Extract provided:
* Start *

This chapter will discuss different types of loads and how you may consider them in structural design. Before analyzing the statics and mechanics of structures, it is essential to learn how much load a structure may carry.
Different types of loads on structures
• Static loads
“Static loads are assumed to be applied slowly to a structure until it reaches its peak value without fluctuating rapidly in magnitude or position. Under a static load, a structure responds slowly, and its deformation reaches a peak when the static force is maximum.” 
• Dynamic loads
“Dynamic loads are applied suddenly to a structure, often with rapid changes in magnitude and point of application. Under a dynamic load, a structure develops inertial forces in relation to its mass, and its maximum deformation does not necessarily correspond to the maximum magnitude of the applied force. The two major types of dynamic loads are wind loads and earthquake loads”. 
• Impact loads
An impact load, which is categorized as a dynamic load in some references, acts rapidly on a structural system and causes vibration. The created vibration hinders the structural system from reaching the state of equilibrium.

* End *

Records supplied:
* Start *

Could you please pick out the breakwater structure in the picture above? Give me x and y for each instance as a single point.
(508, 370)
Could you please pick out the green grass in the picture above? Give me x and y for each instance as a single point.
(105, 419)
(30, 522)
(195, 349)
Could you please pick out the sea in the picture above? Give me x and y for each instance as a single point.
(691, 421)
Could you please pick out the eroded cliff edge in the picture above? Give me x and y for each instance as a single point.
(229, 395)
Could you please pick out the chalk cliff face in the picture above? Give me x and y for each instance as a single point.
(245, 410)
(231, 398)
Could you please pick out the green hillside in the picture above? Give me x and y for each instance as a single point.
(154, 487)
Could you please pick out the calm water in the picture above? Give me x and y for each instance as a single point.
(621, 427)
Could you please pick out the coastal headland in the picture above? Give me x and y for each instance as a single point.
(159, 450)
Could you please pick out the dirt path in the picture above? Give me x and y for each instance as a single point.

* End *

List of tasks:
(1) Rewrite everything in the text on loads on structures from "This chapter will" down to "structure may carry.", putting "building design" in place of "structural design".
(2) According to the text on loads on structures, why is a structural system under an impact load hindered from reaching equilibrium?
Rely only on the text on loads on structures.

Responses per task:
(1)
This chapter will discuss different types of loads and how you may consider them in building design. Before analyzing the statics and mechanics of structures, it is essential to learn how much load a structure may carry.

(2) An impact load acts rapidly on the structural system and causes vibration. That vibration hinders the system from reaching the state of equilibrium.